** START Records to process **

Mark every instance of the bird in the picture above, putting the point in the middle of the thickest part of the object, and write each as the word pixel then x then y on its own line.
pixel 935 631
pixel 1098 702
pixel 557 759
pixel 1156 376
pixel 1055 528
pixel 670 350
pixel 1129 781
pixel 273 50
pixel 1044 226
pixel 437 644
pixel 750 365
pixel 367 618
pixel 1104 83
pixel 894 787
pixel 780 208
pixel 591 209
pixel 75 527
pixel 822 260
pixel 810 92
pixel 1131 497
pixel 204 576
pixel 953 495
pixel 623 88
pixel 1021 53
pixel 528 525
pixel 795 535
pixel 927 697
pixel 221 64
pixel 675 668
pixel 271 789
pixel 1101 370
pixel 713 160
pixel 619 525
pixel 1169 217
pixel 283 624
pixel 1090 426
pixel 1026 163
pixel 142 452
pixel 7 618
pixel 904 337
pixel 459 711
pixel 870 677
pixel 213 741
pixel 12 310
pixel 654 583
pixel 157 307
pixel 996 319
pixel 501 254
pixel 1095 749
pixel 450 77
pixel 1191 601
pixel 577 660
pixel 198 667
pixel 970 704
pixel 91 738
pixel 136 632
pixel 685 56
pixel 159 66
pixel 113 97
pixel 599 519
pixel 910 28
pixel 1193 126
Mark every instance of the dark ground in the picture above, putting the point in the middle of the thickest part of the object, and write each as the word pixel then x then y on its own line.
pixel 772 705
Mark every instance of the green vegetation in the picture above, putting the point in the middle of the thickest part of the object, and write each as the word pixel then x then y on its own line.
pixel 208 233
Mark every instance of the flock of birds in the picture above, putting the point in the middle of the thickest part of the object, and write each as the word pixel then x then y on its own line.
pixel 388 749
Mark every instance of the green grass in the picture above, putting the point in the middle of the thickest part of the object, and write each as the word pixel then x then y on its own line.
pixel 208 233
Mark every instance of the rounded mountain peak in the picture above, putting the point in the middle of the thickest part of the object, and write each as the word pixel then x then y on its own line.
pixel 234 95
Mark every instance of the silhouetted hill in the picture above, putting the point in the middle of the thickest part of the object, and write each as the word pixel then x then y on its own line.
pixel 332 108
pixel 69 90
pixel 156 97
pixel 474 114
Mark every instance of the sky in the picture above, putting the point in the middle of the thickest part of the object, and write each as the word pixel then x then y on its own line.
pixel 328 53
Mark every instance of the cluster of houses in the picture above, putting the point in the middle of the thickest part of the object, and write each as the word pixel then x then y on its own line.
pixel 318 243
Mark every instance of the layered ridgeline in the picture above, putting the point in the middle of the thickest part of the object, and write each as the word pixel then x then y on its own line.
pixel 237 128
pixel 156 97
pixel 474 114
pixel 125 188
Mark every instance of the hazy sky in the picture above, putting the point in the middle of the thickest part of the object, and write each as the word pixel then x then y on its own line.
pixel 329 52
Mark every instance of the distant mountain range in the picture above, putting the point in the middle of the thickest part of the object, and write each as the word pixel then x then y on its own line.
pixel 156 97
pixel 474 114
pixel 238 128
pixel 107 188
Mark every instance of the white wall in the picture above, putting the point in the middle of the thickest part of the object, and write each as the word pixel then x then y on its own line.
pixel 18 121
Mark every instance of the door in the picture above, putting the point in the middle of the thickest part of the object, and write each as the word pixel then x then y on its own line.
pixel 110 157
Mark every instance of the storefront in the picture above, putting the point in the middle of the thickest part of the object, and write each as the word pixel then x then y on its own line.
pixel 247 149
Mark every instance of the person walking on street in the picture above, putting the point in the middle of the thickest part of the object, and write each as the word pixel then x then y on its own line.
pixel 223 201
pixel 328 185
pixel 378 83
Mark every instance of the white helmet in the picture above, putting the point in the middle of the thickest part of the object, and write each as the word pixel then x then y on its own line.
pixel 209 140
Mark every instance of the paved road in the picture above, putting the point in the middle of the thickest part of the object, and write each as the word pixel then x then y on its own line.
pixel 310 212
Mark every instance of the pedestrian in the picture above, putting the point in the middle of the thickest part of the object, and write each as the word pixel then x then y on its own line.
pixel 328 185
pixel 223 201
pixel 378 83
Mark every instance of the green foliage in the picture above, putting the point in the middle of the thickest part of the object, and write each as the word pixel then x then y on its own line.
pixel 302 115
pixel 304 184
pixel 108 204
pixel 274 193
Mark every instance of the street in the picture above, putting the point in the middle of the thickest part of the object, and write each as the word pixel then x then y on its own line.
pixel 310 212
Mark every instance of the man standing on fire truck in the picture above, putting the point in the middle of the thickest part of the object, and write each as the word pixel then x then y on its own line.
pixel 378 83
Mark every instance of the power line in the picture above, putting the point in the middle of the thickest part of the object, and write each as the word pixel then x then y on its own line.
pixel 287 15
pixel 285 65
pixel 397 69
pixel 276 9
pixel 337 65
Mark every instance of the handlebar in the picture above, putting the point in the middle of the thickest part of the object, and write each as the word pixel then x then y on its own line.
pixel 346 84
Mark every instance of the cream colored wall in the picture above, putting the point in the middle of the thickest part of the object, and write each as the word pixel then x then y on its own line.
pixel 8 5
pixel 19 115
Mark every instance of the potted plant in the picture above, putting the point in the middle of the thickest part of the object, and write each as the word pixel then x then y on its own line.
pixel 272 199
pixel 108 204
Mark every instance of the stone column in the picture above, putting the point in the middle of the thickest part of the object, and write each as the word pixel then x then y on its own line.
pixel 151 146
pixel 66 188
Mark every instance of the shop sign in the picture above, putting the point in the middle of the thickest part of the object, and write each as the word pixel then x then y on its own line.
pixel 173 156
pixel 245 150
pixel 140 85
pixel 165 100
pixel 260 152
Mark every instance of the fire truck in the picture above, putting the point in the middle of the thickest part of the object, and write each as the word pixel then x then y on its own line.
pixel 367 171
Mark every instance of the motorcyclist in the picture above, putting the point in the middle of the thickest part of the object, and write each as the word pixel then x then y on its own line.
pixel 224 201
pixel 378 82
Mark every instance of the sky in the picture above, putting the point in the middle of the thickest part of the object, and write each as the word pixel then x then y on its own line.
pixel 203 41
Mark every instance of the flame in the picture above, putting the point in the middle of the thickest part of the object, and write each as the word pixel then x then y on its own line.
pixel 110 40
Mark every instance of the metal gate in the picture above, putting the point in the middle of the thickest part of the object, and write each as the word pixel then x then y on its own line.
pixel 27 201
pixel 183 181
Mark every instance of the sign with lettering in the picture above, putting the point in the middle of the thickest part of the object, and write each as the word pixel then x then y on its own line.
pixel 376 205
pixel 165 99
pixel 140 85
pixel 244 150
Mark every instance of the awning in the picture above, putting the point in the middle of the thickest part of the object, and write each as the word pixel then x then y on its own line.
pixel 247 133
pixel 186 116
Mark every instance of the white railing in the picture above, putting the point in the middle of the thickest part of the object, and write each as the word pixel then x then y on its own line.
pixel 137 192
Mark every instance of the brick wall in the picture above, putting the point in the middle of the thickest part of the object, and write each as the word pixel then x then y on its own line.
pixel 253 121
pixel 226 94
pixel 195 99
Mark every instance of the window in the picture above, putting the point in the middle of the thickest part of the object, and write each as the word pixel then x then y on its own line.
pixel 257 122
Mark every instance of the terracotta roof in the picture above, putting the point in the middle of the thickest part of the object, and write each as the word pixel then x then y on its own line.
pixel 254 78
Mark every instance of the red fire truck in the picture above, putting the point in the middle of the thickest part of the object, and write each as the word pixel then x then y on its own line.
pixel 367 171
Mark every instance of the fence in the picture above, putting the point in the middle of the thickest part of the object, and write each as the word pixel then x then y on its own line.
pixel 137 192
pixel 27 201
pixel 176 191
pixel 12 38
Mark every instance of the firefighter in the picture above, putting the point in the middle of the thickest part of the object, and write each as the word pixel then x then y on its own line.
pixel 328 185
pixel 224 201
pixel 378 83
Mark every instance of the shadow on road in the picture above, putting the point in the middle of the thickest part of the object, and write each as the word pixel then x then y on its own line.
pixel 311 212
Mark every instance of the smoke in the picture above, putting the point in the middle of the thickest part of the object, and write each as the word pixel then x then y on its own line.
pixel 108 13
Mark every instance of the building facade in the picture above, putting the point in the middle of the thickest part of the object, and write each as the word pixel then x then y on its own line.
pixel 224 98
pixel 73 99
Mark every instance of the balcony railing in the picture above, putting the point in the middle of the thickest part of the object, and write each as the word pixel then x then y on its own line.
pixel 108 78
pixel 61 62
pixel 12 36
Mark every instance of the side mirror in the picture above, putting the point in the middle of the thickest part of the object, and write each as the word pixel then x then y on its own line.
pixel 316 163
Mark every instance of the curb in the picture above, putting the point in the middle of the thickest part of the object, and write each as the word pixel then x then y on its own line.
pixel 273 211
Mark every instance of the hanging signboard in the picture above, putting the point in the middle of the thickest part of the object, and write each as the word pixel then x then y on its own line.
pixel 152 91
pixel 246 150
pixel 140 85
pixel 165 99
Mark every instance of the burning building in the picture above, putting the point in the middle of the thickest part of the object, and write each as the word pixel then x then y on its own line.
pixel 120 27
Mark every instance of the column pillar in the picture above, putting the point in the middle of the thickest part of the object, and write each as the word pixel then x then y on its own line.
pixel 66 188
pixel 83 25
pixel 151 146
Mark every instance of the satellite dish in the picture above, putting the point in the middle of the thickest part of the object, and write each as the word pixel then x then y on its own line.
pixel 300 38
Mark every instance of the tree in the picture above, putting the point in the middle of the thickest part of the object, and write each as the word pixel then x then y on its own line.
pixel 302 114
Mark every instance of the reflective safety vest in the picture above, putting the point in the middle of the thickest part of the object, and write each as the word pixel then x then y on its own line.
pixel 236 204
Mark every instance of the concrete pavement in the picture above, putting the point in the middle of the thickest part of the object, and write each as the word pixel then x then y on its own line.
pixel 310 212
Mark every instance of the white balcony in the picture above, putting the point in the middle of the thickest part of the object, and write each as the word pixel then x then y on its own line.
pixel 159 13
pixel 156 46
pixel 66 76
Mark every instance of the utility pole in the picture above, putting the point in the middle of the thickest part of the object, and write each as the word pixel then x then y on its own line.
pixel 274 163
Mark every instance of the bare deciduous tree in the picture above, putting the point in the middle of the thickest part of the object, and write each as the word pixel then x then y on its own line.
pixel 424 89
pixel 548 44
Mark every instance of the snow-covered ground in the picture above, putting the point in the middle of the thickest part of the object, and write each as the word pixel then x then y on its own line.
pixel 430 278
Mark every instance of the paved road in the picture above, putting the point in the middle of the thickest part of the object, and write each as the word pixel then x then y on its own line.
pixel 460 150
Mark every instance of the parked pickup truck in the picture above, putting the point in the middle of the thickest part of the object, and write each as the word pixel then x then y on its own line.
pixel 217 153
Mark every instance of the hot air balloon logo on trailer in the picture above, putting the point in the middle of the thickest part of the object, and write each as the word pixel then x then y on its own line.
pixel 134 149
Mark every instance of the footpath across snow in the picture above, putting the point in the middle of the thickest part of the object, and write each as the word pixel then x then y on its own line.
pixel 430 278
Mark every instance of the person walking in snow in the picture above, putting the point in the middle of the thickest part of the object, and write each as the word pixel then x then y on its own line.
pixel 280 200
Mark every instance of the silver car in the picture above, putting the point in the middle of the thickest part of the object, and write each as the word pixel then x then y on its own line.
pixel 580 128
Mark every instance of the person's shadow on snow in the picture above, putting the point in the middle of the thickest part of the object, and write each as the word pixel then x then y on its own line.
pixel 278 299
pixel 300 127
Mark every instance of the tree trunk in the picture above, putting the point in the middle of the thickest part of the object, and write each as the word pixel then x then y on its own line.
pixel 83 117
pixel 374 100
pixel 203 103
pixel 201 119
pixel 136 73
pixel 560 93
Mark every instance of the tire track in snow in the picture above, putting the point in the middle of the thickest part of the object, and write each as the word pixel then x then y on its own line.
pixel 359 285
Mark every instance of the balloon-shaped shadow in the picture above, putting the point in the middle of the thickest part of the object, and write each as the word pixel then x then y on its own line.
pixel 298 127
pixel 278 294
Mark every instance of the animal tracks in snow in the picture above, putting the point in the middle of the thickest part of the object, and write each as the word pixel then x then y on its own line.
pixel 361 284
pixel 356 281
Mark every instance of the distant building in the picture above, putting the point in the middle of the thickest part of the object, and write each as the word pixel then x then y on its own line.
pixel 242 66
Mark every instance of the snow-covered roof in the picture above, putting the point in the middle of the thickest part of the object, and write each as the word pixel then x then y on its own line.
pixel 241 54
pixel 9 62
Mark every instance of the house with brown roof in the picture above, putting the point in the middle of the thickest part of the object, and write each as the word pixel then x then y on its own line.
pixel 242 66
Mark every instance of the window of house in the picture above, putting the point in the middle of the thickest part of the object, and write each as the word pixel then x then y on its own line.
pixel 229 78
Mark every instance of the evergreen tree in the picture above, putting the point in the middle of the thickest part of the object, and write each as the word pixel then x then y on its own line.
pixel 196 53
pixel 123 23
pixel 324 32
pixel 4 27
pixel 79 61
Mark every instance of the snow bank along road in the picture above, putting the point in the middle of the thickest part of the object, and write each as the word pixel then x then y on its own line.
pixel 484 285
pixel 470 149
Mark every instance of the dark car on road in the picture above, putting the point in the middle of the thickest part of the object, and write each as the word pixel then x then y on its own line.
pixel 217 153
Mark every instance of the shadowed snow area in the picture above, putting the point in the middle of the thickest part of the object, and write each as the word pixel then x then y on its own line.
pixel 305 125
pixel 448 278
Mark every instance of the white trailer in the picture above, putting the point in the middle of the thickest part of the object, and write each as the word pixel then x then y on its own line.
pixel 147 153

** END Records to process **

- _Directive_:
Could you copy out, word for word, the lines of the listing above from the line with "Mark every instance of the silver" up to and including the line with "pixel 560 93"?

- _Full solution_:
Mark every instance of the silver car in the picture above, putting the point in the middle of the thickest part of the object, and write each as the word pixel then x then y on its own line.
pixel 580 128
Mark every instance of the person's shadow on snow in the picture above, putting the point in the middle of the thickest part of the object, and write each as the word pixel then x then y on its own line.
pixel 278 299
pixel 300 127
Mark every instance of the tree trunk in the picture above, putting the point in the middle of the thickest part of the object, and write each as the word pixel then x then y on its own line.
pixel 83 117
pixel 374 100
pixel 203 103
pixel 201 119
pixel 136 73
pixel 560 93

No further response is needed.